**Written instruction:** Nothing but the lines from the line with "Please pick out the church tower clock" through the end of the data is to be copied, and each is to be copied exactly.

────────

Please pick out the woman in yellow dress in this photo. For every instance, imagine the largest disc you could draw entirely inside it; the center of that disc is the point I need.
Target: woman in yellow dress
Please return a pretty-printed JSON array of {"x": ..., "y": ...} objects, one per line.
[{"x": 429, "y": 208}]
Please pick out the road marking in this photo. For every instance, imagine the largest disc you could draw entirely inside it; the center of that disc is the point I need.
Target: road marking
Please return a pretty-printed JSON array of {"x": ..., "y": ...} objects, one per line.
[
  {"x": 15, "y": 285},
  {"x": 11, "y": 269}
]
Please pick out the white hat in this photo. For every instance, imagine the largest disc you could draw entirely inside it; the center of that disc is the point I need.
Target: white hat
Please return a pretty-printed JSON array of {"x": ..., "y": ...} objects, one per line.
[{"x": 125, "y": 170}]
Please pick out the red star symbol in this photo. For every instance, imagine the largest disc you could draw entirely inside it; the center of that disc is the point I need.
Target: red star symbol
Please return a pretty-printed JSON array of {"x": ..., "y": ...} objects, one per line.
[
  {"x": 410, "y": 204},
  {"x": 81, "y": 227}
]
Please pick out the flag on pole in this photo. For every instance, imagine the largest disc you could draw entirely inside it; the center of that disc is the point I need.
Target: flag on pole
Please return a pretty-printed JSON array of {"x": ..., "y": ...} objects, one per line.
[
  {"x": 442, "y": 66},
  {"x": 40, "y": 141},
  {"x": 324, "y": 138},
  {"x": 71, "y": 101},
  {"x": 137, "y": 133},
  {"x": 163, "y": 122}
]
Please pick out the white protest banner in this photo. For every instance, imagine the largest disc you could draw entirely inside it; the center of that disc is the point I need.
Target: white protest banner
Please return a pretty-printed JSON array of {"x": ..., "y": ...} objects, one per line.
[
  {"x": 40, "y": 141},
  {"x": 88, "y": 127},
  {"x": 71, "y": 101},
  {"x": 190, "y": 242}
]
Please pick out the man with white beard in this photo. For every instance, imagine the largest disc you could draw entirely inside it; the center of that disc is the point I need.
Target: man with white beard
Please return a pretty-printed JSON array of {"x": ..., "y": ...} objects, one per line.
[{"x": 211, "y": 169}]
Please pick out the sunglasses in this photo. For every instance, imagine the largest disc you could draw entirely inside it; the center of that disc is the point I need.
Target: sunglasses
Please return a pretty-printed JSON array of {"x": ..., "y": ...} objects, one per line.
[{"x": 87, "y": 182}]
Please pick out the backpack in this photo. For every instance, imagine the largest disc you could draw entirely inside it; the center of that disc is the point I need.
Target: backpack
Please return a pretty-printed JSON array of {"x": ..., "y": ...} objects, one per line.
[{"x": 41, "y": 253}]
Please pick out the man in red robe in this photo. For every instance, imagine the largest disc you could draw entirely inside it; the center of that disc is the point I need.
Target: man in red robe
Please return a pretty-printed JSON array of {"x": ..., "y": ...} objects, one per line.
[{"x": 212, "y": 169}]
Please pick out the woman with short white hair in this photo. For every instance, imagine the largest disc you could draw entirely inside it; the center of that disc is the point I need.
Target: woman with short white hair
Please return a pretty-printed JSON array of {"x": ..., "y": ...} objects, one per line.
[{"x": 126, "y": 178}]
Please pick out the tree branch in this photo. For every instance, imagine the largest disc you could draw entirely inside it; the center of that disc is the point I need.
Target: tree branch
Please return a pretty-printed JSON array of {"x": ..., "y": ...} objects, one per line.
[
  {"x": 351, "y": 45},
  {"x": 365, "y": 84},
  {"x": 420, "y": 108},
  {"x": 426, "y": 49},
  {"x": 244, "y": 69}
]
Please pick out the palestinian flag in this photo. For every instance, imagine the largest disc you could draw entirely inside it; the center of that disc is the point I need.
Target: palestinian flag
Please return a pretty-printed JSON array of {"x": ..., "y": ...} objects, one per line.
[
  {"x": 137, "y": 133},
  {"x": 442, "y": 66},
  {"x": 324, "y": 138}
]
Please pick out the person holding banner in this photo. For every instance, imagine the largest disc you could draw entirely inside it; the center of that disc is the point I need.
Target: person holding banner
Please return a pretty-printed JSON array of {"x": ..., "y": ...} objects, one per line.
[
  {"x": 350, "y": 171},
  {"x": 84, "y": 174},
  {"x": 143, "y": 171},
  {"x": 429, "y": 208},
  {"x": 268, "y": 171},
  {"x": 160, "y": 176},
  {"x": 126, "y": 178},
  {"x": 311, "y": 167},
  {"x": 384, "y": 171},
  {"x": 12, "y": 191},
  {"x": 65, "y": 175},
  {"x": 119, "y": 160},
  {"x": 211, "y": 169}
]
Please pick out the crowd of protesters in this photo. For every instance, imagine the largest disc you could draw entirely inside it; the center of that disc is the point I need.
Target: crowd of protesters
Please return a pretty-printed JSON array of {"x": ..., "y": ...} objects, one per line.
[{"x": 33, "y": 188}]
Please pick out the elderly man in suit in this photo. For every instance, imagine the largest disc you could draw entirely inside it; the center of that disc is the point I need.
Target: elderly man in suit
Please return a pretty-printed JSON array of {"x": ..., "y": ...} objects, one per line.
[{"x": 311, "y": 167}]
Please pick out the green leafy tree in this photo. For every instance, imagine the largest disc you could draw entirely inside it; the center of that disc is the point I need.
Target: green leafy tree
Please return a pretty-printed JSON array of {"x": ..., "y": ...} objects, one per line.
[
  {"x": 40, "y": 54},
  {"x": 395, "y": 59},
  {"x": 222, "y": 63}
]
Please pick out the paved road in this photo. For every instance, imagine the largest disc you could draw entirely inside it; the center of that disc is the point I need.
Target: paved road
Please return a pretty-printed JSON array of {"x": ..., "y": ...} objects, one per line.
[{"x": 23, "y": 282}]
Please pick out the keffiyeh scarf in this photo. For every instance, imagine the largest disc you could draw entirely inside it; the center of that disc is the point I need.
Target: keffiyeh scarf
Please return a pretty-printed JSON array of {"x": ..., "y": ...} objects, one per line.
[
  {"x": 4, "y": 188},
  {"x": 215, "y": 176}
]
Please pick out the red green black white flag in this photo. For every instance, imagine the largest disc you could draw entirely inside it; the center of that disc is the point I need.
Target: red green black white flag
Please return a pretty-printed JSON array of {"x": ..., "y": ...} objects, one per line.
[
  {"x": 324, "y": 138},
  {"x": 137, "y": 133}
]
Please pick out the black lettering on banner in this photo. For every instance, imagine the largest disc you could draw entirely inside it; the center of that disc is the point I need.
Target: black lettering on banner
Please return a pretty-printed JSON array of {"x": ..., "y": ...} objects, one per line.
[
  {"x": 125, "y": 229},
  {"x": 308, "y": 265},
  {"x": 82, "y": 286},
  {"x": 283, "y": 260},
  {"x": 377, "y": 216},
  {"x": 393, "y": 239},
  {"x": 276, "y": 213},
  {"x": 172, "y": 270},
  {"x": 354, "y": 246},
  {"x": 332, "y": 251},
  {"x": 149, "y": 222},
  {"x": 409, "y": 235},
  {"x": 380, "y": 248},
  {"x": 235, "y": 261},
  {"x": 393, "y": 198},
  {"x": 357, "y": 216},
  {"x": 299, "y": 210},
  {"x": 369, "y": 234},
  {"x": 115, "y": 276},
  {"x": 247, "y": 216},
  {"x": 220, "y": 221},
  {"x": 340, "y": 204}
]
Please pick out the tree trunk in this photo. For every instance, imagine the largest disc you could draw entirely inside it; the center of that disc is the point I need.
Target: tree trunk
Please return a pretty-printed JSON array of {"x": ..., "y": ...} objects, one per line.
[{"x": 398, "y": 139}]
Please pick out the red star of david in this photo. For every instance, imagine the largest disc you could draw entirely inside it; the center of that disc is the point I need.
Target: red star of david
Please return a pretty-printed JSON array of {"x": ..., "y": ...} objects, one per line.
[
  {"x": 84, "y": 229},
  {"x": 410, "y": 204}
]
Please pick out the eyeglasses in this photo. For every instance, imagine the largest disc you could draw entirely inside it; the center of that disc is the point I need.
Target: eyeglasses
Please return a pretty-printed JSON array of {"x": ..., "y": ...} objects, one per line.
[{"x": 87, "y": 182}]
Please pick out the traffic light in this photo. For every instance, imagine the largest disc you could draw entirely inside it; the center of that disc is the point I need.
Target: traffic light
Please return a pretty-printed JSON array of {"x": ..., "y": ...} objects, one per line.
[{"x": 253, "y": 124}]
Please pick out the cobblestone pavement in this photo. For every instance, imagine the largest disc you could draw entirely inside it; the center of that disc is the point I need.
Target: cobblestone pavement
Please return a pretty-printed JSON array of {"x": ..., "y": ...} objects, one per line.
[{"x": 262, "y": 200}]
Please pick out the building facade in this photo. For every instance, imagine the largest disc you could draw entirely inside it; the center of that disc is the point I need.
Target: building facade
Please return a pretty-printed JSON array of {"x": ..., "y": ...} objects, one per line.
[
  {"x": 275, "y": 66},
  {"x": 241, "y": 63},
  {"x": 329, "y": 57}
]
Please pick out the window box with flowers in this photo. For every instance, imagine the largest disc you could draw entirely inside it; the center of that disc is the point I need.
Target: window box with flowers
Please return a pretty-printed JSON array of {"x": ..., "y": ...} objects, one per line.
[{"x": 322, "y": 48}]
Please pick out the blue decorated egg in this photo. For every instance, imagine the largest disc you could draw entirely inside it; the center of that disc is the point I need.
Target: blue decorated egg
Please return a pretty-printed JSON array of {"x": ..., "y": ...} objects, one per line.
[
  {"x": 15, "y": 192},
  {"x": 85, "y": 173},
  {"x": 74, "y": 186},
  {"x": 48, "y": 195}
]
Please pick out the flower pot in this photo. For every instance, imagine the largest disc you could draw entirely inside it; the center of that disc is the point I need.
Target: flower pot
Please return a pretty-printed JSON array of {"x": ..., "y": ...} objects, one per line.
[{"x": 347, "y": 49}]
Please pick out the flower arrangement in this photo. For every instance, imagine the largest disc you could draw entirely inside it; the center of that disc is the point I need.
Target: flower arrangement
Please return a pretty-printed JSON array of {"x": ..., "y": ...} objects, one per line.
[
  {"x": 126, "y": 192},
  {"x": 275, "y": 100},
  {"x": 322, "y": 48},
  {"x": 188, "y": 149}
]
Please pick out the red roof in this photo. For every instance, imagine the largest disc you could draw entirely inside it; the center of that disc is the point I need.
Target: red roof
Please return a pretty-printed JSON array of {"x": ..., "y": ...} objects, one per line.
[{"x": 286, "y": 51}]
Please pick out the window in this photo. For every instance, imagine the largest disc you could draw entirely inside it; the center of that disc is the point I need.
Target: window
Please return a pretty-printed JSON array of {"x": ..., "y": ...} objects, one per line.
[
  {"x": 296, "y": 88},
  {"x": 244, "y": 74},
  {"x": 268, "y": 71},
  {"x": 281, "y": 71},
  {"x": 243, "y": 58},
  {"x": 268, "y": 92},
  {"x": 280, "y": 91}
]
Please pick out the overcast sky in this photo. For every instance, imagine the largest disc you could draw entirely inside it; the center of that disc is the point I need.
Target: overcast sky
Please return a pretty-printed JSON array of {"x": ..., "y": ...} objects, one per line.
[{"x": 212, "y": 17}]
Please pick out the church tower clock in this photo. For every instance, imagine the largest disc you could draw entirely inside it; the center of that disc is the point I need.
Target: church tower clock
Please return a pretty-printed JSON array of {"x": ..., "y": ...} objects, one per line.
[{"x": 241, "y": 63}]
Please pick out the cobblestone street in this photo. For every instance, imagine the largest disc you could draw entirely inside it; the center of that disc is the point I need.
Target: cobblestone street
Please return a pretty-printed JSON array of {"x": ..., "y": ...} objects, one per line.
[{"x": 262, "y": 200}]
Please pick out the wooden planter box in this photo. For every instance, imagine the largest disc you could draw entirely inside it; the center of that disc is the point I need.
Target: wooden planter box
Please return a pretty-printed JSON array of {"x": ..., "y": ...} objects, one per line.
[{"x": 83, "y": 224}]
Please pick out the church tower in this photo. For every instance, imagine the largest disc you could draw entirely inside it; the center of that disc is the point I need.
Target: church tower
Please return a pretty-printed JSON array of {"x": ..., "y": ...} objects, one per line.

────────

**Solution to the problem:**
Please pick out the church tower clock in this photo. For every instance, imagine the largest disc you could draw entirely inside it; the center of that disc is the point I need.
Target: church tower clock
Please return a pretty-printed JSON array of {"x": ..., "y": ...} objects, one per line.
[{"x": 241, "y": 63}]
Please pick out the cobblestone street in this photo. For every instance, imagine the largest disc you could draw entirely inside it; the center of that disc is the point I need.
Target: cobblestone street
Please return a pretty-printed JSON array of {"x": ..., "y": ...} objects, one per line.
[{"x": 262, "y": 200}]
Please pick out the wooden planter box in this photo. For every instance, imagine the largest disc you could draw entirely inside it; the center of that disc is the point I need.
Target: wooden planter box
Please return a pretty-printed JSON array of {"x": ..., "y": ...} objects, one per line.
[{"x": 83, "y": 224}]
Please pick out the church tower in this photo. For every instance, imagine the largest disc you could draw entirely inside it; the center of that disc is the point I need.
Target: church tower
Please return a pretty-printed JSON array of {"x": ..., "y": ...} objects, one per line.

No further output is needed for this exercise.